Point localization data
┌──

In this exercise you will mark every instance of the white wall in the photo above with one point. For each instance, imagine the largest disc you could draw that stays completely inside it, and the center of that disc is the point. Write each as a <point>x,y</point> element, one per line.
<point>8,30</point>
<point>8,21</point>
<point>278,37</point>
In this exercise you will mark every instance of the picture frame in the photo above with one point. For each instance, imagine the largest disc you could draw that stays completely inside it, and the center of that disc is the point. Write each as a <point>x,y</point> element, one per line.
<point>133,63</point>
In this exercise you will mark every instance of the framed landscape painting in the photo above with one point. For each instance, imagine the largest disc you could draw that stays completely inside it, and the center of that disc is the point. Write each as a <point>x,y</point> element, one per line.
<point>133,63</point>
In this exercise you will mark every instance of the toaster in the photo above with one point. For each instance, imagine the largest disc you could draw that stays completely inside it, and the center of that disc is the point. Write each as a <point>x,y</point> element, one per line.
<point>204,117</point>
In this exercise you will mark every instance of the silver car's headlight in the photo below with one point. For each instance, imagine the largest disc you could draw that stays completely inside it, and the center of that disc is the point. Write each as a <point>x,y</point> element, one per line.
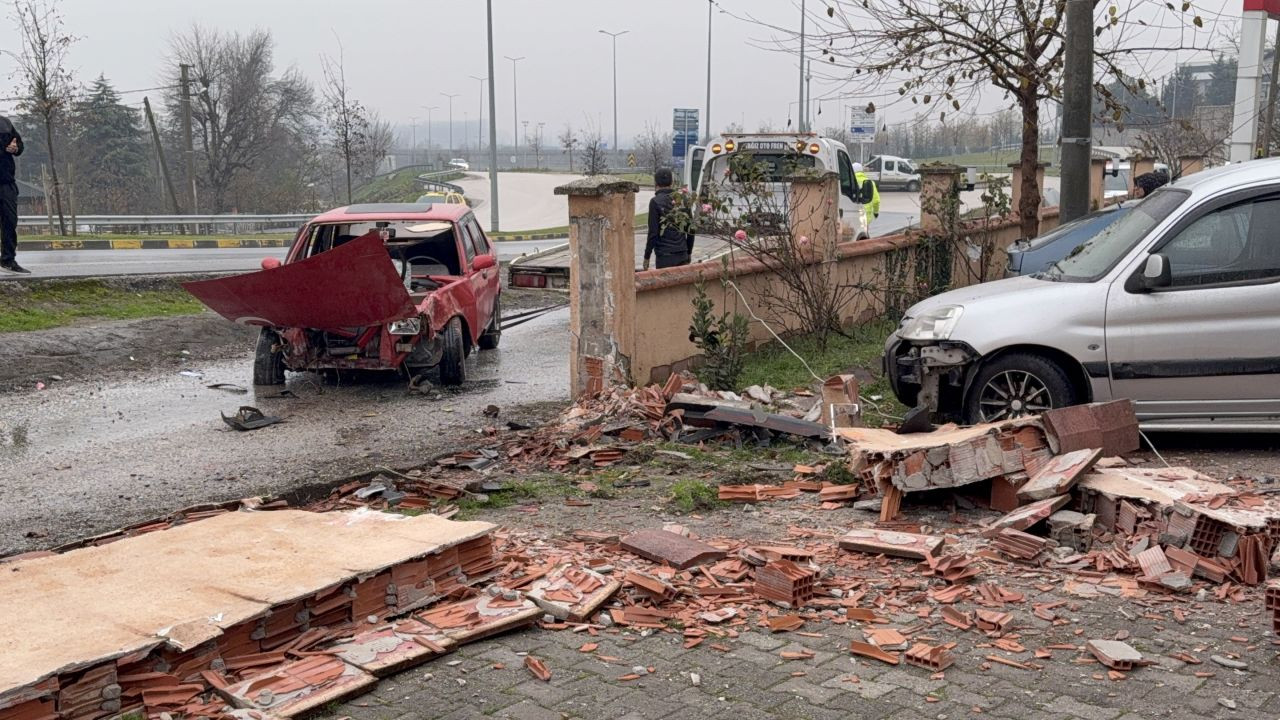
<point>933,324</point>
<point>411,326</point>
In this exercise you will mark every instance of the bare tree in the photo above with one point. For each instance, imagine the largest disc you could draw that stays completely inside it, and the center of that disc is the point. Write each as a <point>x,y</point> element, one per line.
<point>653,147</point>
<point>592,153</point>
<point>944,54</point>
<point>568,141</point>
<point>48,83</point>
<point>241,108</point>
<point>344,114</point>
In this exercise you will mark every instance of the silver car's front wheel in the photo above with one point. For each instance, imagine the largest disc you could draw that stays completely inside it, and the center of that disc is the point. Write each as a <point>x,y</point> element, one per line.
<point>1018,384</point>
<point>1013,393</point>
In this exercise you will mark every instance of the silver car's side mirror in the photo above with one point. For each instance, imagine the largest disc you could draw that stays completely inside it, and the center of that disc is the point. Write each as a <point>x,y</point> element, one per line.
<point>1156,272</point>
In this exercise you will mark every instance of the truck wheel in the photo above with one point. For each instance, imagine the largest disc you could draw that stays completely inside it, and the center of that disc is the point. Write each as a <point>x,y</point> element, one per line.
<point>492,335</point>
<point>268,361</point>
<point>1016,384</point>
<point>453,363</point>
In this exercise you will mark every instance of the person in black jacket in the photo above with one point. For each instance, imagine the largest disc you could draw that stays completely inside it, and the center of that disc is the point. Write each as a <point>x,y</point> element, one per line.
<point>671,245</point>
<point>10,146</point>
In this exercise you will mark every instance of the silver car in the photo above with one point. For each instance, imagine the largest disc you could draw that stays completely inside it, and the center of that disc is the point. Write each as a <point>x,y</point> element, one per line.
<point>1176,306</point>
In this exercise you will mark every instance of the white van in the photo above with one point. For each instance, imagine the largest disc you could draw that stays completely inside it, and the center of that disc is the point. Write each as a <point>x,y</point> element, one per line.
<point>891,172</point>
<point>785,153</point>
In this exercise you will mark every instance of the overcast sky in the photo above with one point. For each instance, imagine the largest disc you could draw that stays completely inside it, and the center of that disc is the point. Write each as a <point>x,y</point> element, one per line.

└──

HOW TO COMPLETE THIS TASK: Please retype every record above exactly, leaving out the pictures.

ANSWER BELOW:
In this exercise you will mark every instance of the white wall in the photo above with one point. For each instance, imagine the largest disc you could draw that stays completely inside it, and the center of that disc is the point. Write each as a <point>x,y</point> element, one per line.
<point>8,30</point>
<point>8,21</point>
<point>278,37</point>
In this exercise you will mark every instance of the picture frame in the photo above with one point. For each instance, imagine the largest disc you could draw that stays completely inside it, and the center of that disc is the point. Write each as a <point>x,y</point> element, one per line.
<point>133,63</point>
In this exercise you will mark every instance of the framed landscape painting in the photo above with one point. For each instance, imagine the largest disc you could draw that stays completely inside it, and the center of that disc is the point. Write each as a <point>x,y</point> element, one per line.
<point>133,63</point>
In this exercise you will mark every instance of the toaster in the photo above with one point. For each instance, imagine the largest disc you could draw that stays completely inside it, and the center of that disc is the point. Write each as a <point>x,y</point> element, one per line.
<point>204,117</point>
In this exercise you will mark every instance of the silver car's headlight in the photo below with one point. For each instance, imagine the largest disc you could draw that stays completely inside it, and the center of that disc is the point. Write each as a <point>x,y</point> element, one per line.
<point>933,324</point>
<point>411,326</point>
In this exercise you will mark every instance of the bare tree in the photo above with one point. For each instance, imagine the largest disc you could draw that stays completely inside it, and the center of that disc is the point. Write each as a <point>x,y</point> element, one per line.
<point>653,147</point>
<point>592,153</point>
<point>944,54</point>
<point>568,141</point>
<point>48,83</point>
<point>241,108</point>
<point>344,114</point>
In this exercise you will mark every instance of the silver car's front wheel in the photo above with one point. For each instance, imagine the largest disc you could draw that stays completely inside it, and the center of that disc is the point. Write each as a <point>x,y</point> element, one per line.
<point>1018,384</point>
<point>1013,393</point>
In this exercise you will mark every instance of the silver car's side mirror in the photo above with one point. For each instance, imagine the largest disc you could draw that stays completely inside it, and the center of that disc is the point. Write each as a <point>x,y</point> element, one per line.
<point>1156,272</point>
In this exercise you will mark every instance of the truck wheel in the photo above with one point. For each instance, imagine the largest disc you could draw that stays completely inside it, and the center of that disc is the point. Write each as a <point>x,y</point> element, one per line.
<point>492,335</point>
<point>268,361</point>
<point>1016,384</point>
<point>453,363</point>
In this exercise you will mark every instance of the person in black jacket in the photo above with one point. For each instance, imagine the largest disc you could draw that stays completely inside it, and the center of that disc is the point. Write each as a <point>x,y</point> element, one per line.
<point>671,245</point>
<point>10,146</point>
In this exercise you will mark every instance of the silver car in the photo above with one point. For each instance, imagine the largest disc you could draw that stays completely inside it, and the center of that disc is the point. Write each as a <point>x,y</point> element, one per line.
<point>1176,306</point>
In this exercise you will mark every instance of the white van in the photo above with one point. For each instance, imagine the largest disc you could draw that stays completely inside it, and the center of that disc is the point. Write each as a <point>x,y</point> element, one per line.
<point>891,172</point>
<point>785,153</point>
In this exercise you will mark every instance of the overcast sky in the photo above with one point. For each instance, imagine the largest disc you could draw that stays completely inside it, and the center of that disc is the point. Write each as a <point>x,y</point> element, one per line.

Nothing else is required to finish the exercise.